[Referring expression pointing data]
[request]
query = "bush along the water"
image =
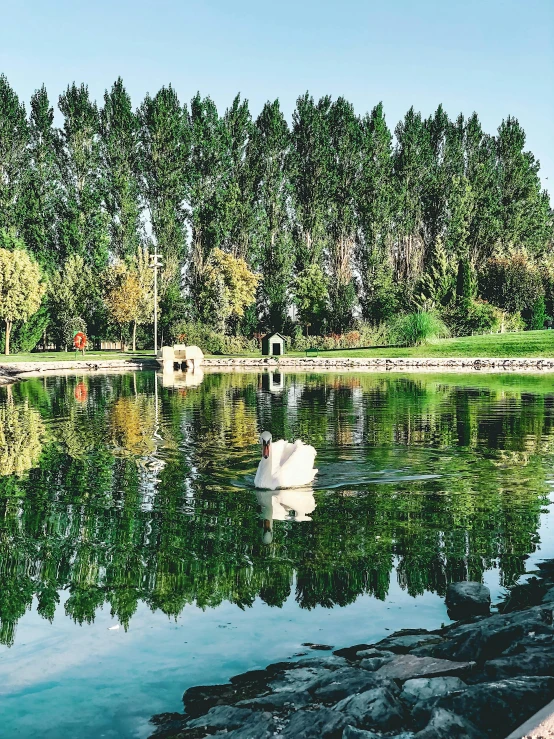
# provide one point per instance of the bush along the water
(418, 328)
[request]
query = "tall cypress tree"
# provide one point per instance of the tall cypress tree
(344, 173)
(38, 203)
(268, 159)
(83, 219)
(310, 156)
(14, 136)
(375, 206)
(119, 131)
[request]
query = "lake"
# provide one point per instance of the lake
(137, 559)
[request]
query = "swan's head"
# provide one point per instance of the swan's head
(265, 438)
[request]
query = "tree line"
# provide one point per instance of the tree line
(312, 225)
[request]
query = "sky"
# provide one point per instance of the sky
(495, 57)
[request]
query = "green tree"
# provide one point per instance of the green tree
(344, 173)
(14, 137)
(311, 294)
(39, 200)
(309, 162)
(268, 158)
(83, 228)
(21, 287)
(375, 206)
(119, 132)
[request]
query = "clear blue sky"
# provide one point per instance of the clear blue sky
(492, 56)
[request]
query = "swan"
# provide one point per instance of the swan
(284, 465)
(291, 504)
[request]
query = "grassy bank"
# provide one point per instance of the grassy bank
(521, 344)
(72, 356)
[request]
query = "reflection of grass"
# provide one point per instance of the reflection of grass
(72, 356)
(521, 344)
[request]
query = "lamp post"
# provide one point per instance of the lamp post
(155, 263)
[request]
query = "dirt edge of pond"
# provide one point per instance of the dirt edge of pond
(484, 676)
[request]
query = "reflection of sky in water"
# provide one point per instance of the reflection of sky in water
(398, 460)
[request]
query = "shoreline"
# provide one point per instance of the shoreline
(11, 372)
(488, 675)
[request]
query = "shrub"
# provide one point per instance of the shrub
(418, 328)
(211, 342)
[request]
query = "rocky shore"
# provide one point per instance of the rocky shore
(397, 364)
(11, 372)
(480, 677)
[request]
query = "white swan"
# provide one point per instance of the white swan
(292, 504)
(284, 465)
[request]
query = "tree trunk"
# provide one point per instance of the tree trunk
(8, 332)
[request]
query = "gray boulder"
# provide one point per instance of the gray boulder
(407, 666)
(378, 709)
(499, 707)
(422, 689)
(468, 599)
(222, 717)
(323, 722)
(447, 725)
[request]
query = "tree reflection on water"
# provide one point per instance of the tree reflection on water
(140, 492)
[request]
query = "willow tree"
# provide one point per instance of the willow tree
(21, 287)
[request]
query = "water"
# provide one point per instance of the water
(128, 503)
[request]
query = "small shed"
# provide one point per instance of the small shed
(273, 345)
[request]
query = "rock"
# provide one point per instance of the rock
(406, 642)
(467, 599)
(222, 717)
(351, 733)
(499, 707)
(199, 699)
(316, 724)
(346, 682)
(549, 596)
(277, 701)
(258, 726)
(303, 678)
(422, 689)
(375, 709)
(406, 666)
(373, 663)
(538, 660)
(447, 725)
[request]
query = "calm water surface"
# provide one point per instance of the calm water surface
(128, 501)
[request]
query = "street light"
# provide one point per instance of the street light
(155, 263)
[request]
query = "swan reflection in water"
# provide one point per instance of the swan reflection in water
(287, 504)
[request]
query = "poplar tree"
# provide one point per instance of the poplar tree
(14, 137)
(83, 221)
(268, 158)
(119, 130)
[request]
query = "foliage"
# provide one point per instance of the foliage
(21, 286)
(310, 296)
(228, 288)
(414, 329)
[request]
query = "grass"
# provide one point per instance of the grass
(72, 357)
(519, 344)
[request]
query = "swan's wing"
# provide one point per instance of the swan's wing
(298, 468)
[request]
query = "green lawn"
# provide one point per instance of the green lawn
(521, 344)
(72, 356)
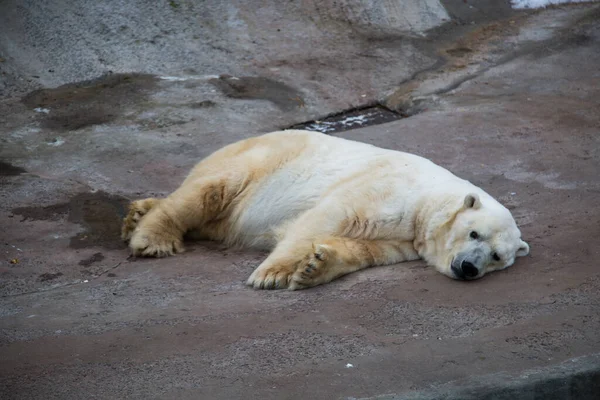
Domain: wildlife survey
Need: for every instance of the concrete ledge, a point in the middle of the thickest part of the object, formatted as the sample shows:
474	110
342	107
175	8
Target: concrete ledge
575	379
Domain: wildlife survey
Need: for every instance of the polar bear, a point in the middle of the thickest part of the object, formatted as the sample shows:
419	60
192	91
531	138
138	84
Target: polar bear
326	207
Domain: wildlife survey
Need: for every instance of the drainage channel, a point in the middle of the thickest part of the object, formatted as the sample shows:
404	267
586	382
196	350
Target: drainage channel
350	119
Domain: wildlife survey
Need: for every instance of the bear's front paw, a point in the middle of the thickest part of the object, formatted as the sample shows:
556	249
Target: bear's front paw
313	270
271	277
137	209
148	244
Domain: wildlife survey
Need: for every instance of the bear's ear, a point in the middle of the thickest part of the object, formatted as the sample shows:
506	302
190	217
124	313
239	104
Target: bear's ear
523	249
472	201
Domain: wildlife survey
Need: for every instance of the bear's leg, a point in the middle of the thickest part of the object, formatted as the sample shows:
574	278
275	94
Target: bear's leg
303	264
160	232
336	256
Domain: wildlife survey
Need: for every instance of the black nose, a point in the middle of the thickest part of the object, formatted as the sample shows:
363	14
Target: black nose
469	270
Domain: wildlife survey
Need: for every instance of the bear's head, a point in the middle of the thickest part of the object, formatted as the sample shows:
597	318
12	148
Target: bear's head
477	239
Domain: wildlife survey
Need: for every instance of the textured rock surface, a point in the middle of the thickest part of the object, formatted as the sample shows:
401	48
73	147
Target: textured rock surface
512	105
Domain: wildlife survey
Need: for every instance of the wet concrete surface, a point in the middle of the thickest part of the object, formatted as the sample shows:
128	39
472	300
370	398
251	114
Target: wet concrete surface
79	318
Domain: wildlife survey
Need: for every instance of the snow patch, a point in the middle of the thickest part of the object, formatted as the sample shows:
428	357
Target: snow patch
544	3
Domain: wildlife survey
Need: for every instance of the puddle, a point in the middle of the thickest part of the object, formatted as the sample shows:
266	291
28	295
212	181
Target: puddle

* [WHAT TO PRODUCE]: Write out the data exactly, and exclude every picture it holds.

* [ANSWER BOX]:
[request]
query = "bush along the water"
image =
# provide one point per instance of the bush along the water
(418, 328)
[request]
query = "tall cypress tree"
# provide one point per instance of the tall cypress tree
(344, 173)
(38, 203)
(268, 159)
(83, 219)
(310, 156)
(14, 136)
(375, 206)
(119, 131)
[request]
query = "lake"
# provide one point per instance of the lake
(137, 559)
[request]
query = "swan's head"
# provide one point per instance of the swan's head
(265, 438)
[request]
query = "tree line"
# provide one point per instance of the tree line
(312, 225)
[request]
query = "sky"
# provide one point per instance of the sky
(495, 57)
[request]
query = "green tree"
# provide one point per instance of the green tree
(344, 173)
(14, 137)
(311, 294)
(39, 200)
(309, 162)
(268, 158)
(83, 228)
(21, 287)
(375, 206)
(119, 132)
[request]
query = "clear blue sky"
# provide one point per instance of the clear blue sky
(492, 56)
[request]
query = "swan"
# provide one point per instance of the swan
(284, 465)
(291, 504)
[request]
query = "grassy bank"
# provide one point per instance of the grassy bank
(521, 344)
(72, 356)
[request]
query = "reflection of grass"
# provide one point per instance of the reflection of grass
(72, 356)
(521, 344)
[request]
query = "lamp post"
# provide one point per instance of the lamp post
(155, 263)
[request]
query = "dirt edge of pond"
# provide one point per instance of the dirt edge of pond
(484, 676)
[request]
query = "reflection of sky in water"
# provide one point per instance of the reflection of sky in water
(398, 460)
[request]
query = "shoreline"
# provide one point per instance of the shoreline
(11, 372)
(488, 675)
[request]
query = "shrub"
# provide one point per instance of the shrub
(418, 328)
(211, 342)
[request]
query = "rocky shore"
# provide one point per instance of the rocky shore
(397, 364)
(11, 372)
(480, 677)
[request]
query = "white swan"
# provide one point per instance of the white swan
(292, 504)
(284, 465)
[request]
query = "tree trunk"
# provide one point per instance of the tree trunk
(8, 332)
[request]
query = "gray boulder"
# provide one point per instance of the gray boulder
(407, 666)
(378, 709)
(499, 707)
(422, 689)
(468, 599)
(222, 717)
(323, 722)
(447, 725)
[request]
query = "tree reflection on water"
# provide one point per instance of the tree reflection on water
(140, 492)
[request]
query = "willow tree"
# provide one point per instance of the willow tree
(21, 287)
[request]
query = "water"
# provide one point per instance of the water
(128, 503)
[request]
query = "small shed"
# provide one point per instance of the small shed
(273, 345)
[request]
query = "rock"
# provide one point per instance of the rock
(406, 642)
(467, 599)
(222, 717)
(351, 733)
(499, 707)
(199, 699)
(316, 724)
(346, 682)
(549, 596)
(277, 701)
(258, 726)
(303, 678)
(422, 689)
(375, 709)
(406, 666)
(373, 663)
(538, 660)
(447, 725)
[request]
query = "calm water surface"
# provide one point per instance of the calm water surface
(128, 501)
[request]
query = "street light"
# provide one point per instance of the street light
(155, 263)
[request]
query = "swan reflection in water"
# provide one point per instance of the swan reflection in water
(287, 504)
[request]
query = "poplar tree"
# provide one point per instance of the poplar tree
(14, 137)
(83, 221)
(268, 158)
(119, 130)
[request]
query = "foliage"
# provide one point per instance of the foliage
(21, 286)
(310, 296)
(228, 288)
(414, 329)
[request]
query = "grass"
# provide one point per instance of the grass
(72, 357)
(519, 344)
[request]
query = "swan's wing"
# provide one point per instance of the swan's wing
(298, 468)
[request]
query = "green lawn"
# provide one point per instance of the green lawn
(521, 344)
(72, 356)
Domain: wildlife survey
Need: for every instance of the concrete ledge, a point in the middle of the thickest part of the object, formatted as the sample shows:
474	110
342	107
175	8
Target: concrete ledge
575	379
Domain: wildlife survey
Need: for every instance of the polar bear, a point in the middle of the thickest part of the object, formatted as the sample shows:
419	60
192	91
531	138
138	84
Target: polar bear
326	207
Domain: wildlife survey
Need: for every instance of the drainage channel, a point in the middle of the thickest part of the object, formatted as the sample shows:
404	267
586	382
196	350
Target: drainage channel
350	119
Domain: wildlife survey
Need: for every instance of the bear's front paw, a point in the middle of the thickest part of the object, formatted as the sample shows:
556	249
Target: bear's front paw
313	270
271	277
137	209
148	244
Domain: wildlife survey
Need: for every instance of the bear's ear, a point in the middle of the thickest part of the object, formatted as the sample shows:
506	302
190	217
124	313
239	104
Target: bear's ear
523	249
472	201
Domain: wildlife survey
Need: for every instance of the bear's leg, a point in the middle of the thickest part of the object, formatted as the sample shows:
574	278
275	94
Target: bear's leg
303	264
160	232
336	256
Domain: wildlife survey
Need: for every instance of the black nose, a point in the middle of the thickest part of the object, formatted as the sample shows:
363	14
Target: black nose
469	270
Domain: wildlife survey
Need: for every instance of the bear's head, a point in the middle of the thickest part of the object, formatted as the sample shows:
597	318
12	148
Target: bear's head
477	239
Domain: wildlife survey
Need: for every instance of the textured rock surface, a point in the middle of the thickest part of the object, formatted as the sample shows:
401	48
73	147
Target: textured rock surface
512	105
Domain: wildlife survey
Need: for every instance of the wet concrete surface, a point in the middle of the thickest part of the object, formatted as the sample shows:
128	39
472	300
370	398
251	114
Target: wet concrete surface
79	318
Domain: wildlife survey
Need: for every instance of the snow patch, a point in the middle of the thickest part of the object, formatted as the sample shows:
428	357
Target: snow patch
544	3
Domain: wildlife survey
Need: for every instance of the puddle, a point in the middle of the thickest part of the object, formatted as the sample shows:
266	291
28	295
212	181
Target: puddle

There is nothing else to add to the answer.